Stored data entries:
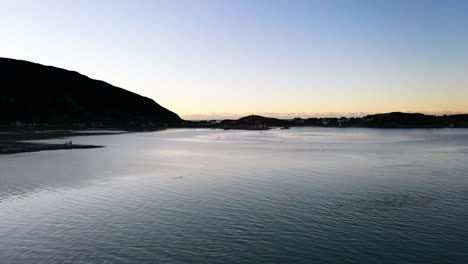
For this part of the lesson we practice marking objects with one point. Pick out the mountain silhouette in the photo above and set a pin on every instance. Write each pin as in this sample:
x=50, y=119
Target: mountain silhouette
x=32, y=93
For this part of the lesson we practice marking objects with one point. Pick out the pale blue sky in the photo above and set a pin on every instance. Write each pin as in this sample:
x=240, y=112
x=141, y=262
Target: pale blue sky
x=205, y=58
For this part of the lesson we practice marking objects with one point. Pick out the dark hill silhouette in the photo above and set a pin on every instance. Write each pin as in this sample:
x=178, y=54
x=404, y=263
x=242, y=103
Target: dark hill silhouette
x=37, y=94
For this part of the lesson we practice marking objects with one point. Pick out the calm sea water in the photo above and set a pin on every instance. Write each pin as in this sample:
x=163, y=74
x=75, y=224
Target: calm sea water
x=304, y=195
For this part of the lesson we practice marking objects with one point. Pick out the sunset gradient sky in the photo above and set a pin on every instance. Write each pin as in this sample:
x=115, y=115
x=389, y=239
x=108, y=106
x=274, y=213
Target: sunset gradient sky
x=209, y=59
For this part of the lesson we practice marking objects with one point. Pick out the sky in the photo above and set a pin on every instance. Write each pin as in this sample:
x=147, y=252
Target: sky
x=209, y=59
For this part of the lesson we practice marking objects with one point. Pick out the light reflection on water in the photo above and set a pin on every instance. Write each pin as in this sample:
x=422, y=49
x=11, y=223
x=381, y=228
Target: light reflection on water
x=210, y=196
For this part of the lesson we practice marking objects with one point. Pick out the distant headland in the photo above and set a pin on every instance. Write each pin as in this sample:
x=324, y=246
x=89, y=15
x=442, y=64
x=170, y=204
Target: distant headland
x=387, y=120
x=38, y=97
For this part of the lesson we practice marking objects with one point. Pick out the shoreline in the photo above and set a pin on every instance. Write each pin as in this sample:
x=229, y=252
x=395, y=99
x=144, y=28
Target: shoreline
x=15, y=142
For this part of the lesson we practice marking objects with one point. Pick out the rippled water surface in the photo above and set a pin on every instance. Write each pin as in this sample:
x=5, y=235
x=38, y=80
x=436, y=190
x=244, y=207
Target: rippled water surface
x=304, y=195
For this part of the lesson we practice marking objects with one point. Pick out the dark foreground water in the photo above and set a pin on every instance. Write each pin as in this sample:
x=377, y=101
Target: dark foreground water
x=307, y=195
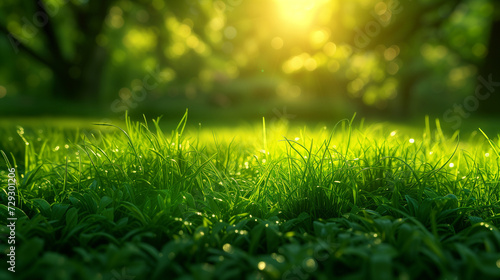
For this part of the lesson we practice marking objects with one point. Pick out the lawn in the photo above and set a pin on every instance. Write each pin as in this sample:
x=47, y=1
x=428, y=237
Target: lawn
x=343, y=200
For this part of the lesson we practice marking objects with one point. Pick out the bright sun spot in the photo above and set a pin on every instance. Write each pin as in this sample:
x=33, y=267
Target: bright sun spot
x=299, y=12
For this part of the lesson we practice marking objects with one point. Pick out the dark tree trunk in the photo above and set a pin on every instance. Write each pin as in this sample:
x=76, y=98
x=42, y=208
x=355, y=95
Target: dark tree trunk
x=490, y=71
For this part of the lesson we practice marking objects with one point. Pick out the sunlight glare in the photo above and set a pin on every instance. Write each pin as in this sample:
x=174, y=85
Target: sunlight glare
x=299, y=12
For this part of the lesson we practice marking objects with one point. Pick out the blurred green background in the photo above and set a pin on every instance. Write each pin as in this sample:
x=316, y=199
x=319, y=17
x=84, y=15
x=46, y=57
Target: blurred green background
x=244, y=59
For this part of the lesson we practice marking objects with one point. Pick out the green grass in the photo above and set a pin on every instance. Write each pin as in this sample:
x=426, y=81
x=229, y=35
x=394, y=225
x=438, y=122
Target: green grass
x=343, y=201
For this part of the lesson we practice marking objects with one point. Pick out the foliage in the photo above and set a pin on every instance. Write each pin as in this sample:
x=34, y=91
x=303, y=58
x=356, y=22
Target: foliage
x=349, y=202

#### Task prompt:
Repeat every line above exactly, minus the pictures.

#### Solution below:
For this part of the lesson we practice marking objects with one point. Pick out the mountain silhouette in the photo above and set a pin on every instance. Write each pin as in this sample:
x=50, y=119
Target: mountain silhouette
x=32, y=93
For this part of the lesson we practice marking objects with one point. Pick out the pale blue sky in the photo above and set a pin on every instance. Write each pin as in this sample:
x=240, y=112
x=141, y=262
Target: pale blue sky
x=205, y=58
For this part of the lesson we practice marking objects with one point. Pick out the dark hill silhouette in the photo above and set a pin on every instance. Write each pin as in this sample:
x=178, y=54
x=404, y=263
x=242, y=103
Target: dark hill silhouette
x=37, y=94
For this part of the lesson we practice marking objects with one point. Pick out the calm sea water in the photo above and set a pin on every instance. Write each pin as in this sample:
x=163, y=74
x=75, y=224
Target: calm sea water
x=304, y=195
For this part of the lesson we practice marking objects with one point. Pick out the sunset gradient sky in the photo above and set a pin on every instance. Write each pin as in this sample:
x=115, y=115
x=389, y=239
x=108, y=106
x=274, y=213
Target: sunset gradient sky
x=209, y=59
For this part of the lesson we practice marking objects with one point. Pick out the sky in the photo above and set a pin on every instance. Write each pin as in this sample:
x=147, y=252
Target: sky
x=209, y=59
For this part of the lesson we practice marking objects with one point. Pick out the light reflection on water in the photo above and set a pin on every instance. Write each pin as in this sample:
x=422, y=49
x=11, y=223
x=381, y=228
Target: light reflection on water
x=210, y=196
For this part of the lesson we practice marking objects with one point. Pick out the distant headland in the photo above and set a pin on every instance. Write each pin as in this sample:
x=324, y=246
x=89, y=15
x=442, y=64
x=170, y=204
Target: distant headland
x=387, y=120
x=38, y=97
For this part of the lesson we practice marking objects with one point. Pick out the shoreline in the photo above and set a pin on every instance. Write each pin as in this sample:
x=229, y=252
x=395, y=99
x=144, y=28
Target: shoreline
x=15, y=142
For this part of the lesson we practice marking objects with one point. Pick out the rippled water surface in the photo above and set a pin on every instance. Write each pin as in this sample:
x=5, y=235
x=38, y=80
x=436, y=190
x=244, y=207
Target: rippled water surface
x=304, y=195
For this part of the lesson we practice marking objects with one point. Pick out the dark foreground water in the photo above and set a pin on every instance. Write each pin as in this sample:
x=377, y=101
Target: dark foreground water
x=307, y=195
For this part of the lesson we practice marking objects with one point. Pick out the lawn in the photo above and set a pin on every instance. Write each pin as in this sample:
x=47, y=1
x=428, y=237
Target: lawn
x=343, y=200
For this part of the lesson we practice marking objects with one point. Pick out the bright sun spot in the photo above and set a pin on every instance. Write each pin as in this sample:
x=33, y=267
Target: bright sun spot
x=299, y=12
For this part of the lesson we practice marking objects with one point. Pick out the dark tree trunk in the photo above and set a pin on every instance. Write each pin as in this sample:
x=76, y=98
x=42, y=208
x=355, y=95
Target: dark tree trunk
x=490, y=71
For this part of the lesson we practice marking objects with one point. Pick out the sunlight glare in the photo above and set a pin on every instance. Write each pin as in this sample:
x=174, y=85
Target: sunlight glare
x=299, y=12
For this part of the lesson we practice marking objects with one point. Pick out the blurred green background in the photo above and set a pin on every instance. Write each pin as in this sample:
x=316, y=199
x=319, y=17
x=84, y=15
x=46, y=57
Target: blurred green background
x=244, y=59
For this part of the lesson we practice marking objects with one point. Pick out the green grass in the photo above and set a pin on every instance. Write each pin as in this sample:
x=426, y=81
x=229, y=35
x=394, y=225
x=438, y=122
Target: green grass
x=343, y=201
For this part of the lesson we practice marking objects with one point. Pick out the foliage in the photo above and set a pin on every instance. Write each pin as in this sample:
x=34, y=91
x=303, y=58
x=356, y=22
Target: foliage
x=349, y=202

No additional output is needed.